===== DATA SHOWN =====

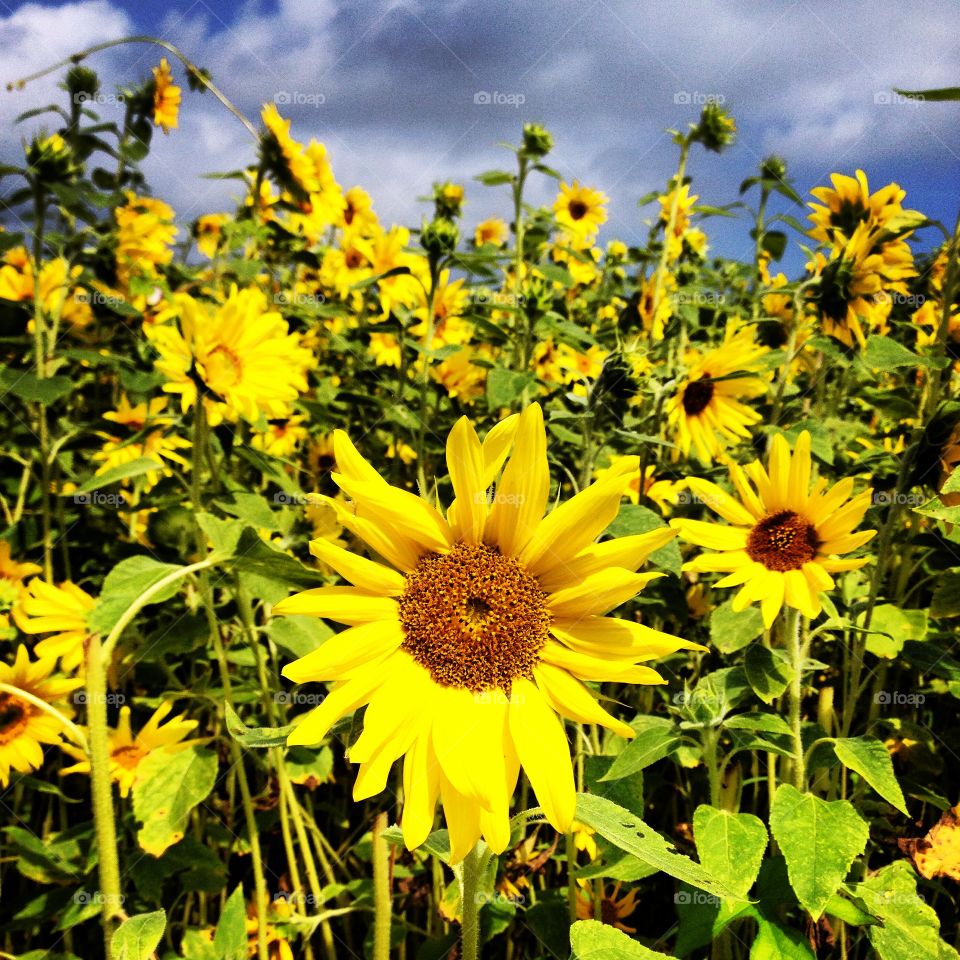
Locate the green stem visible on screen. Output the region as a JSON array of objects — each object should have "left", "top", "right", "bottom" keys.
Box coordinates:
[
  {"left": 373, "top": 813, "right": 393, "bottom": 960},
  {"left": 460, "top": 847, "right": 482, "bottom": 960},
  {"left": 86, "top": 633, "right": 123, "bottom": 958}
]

=====
===== DATA SHOWN =====

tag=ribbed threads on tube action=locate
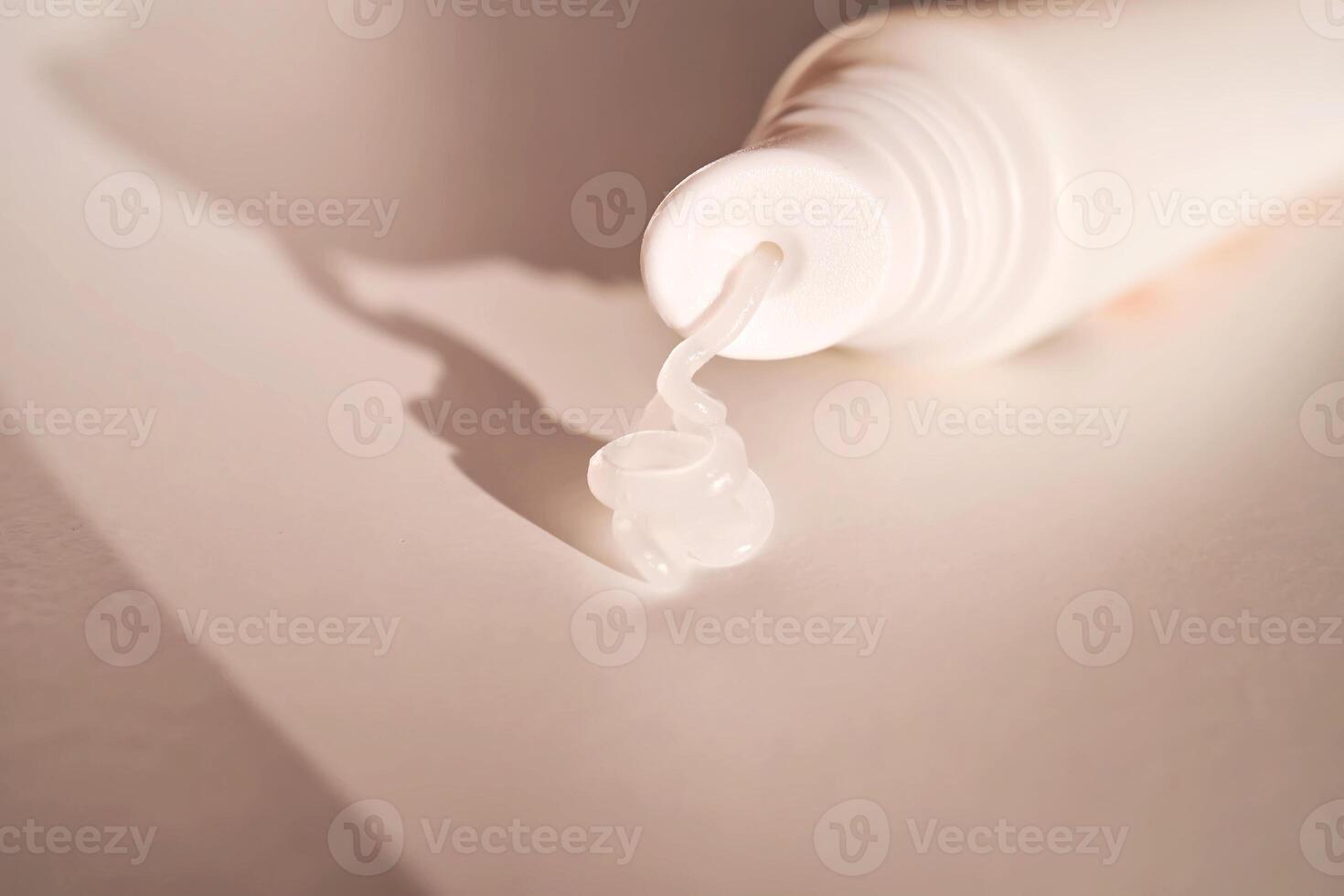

=====

TASK BRIEF:
Please find each line in the material above that contains the word "Output" and copy those lines out in full.

SOLUTION FOR THIS PROBLEM:
Locate the green stem visible on screen. Output the region as a JSON array of objects — each object should have "left", "top", "right", "bottom" keys.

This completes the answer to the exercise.